** Opening Information block **

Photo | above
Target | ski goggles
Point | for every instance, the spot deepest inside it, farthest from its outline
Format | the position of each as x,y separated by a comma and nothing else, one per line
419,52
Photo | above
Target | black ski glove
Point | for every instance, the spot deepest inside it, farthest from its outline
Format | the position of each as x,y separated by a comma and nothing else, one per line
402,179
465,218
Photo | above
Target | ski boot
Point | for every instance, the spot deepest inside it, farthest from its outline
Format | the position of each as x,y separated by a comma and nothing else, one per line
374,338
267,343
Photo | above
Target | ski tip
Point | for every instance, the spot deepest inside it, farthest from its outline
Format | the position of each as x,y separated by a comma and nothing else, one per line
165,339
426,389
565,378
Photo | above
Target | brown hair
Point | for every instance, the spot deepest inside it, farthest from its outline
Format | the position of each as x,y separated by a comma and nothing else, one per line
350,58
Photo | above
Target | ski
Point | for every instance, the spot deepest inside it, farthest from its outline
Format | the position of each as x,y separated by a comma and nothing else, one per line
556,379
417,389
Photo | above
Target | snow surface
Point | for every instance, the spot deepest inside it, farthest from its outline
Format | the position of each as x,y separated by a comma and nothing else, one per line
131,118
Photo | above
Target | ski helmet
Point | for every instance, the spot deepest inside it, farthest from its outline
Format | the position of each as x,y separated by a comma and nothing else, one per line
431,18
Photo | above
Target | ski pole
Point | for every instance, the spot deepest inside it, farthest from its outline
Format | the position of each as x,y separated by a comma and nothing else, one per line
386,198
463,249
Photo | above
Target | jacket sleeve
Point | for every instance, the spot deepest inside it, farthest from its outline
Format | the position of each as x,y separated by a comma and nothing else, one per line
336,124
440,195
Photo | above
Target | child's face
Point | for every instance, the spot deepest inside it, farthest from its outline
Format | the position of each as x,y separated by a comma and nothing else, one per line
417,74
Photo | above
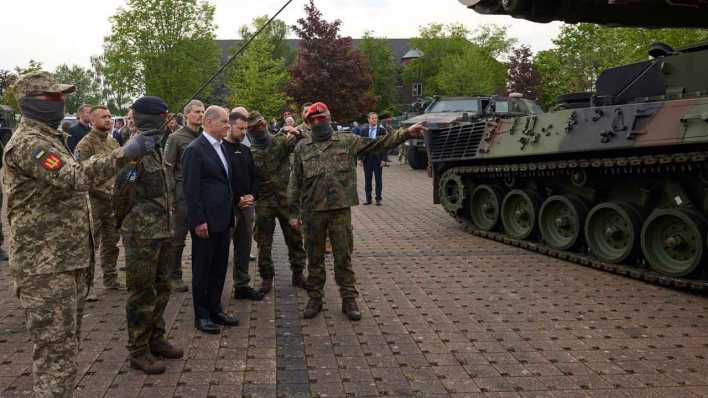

** Closing Information block **

- What the exercise asks -
Keeping the pictures out, print the entries above exactly as written.

- Reply -
Photo | above
Target | ski goggles
Point | for every instance, the spot deepest inside it, farthest from its outline
Format | the position of each as x,y separated by a comma and nothing else, one per line
419,52
Photo | above
Target | black ski glove
Point | for every instance, the spot deepest inside it, farthest from its outline
Format | the position of each as x,y separated by a comma and nothing else, one per line
402,179
465,218
Photo | above
Target | ski boot
Point | for every instance, the spot deepest inside it, farthest from its outline
Format | the position of each as x,y separated by a comma and nothing else, one per line
374,338
267,343
Photo | above
Target | ski tip
Point | for every instance, the spot deepest inside it, farthest from its outline
Format | the position of each as x,y separated by a comma and nothing else, one per line
165,339
426,389
565,378
Photo | above
Target | brown hair
Point | for every instance, the spot deepest inside it, farthest from its outline
Format | the position of each as x,y separated by a comma and nothing else, one per line
350,58
Photo | above
Target | ski
Point | for every instance, the spot deepest inside it, farthest from its outline
Format | the position of each as x,y separated by a comma and nothing else, one per line
556,379
417,389
Photo | above
Target | snow surface
Point | for every instance, the spot deepest inside it, farthest from its outline
Format | the position of each as x,y separated by a comma and nothing else, one per line
131,118
Photo | above
Target | ski helmet
Point | for every instance, the spot deepest inside it, farthest from its outline
Format | the position of each as x,y separated by a comma and nothing else, one per line
431,18
Photo | above
Target | ski pole
Point | for every instance, the spot deepest inside it, farthest from its outline
Format | the position of each as x,y separated by a comma and nothing else, one per line
386,198
463,249
Photo | above
Target | jacket sleeve
Point | for every instance, the spot deepest inside it, farthest from its outline
Format | the position of each as x,y separated by a comma and nothing else, one per line
336,124
440,195
Photo | above
Target | child's face
Point | for every instance, the spot deepest inside it, farthest from its outline
Format | the position of each as x,y separated by a comma and nothing else, one per line
417,74
Photo | above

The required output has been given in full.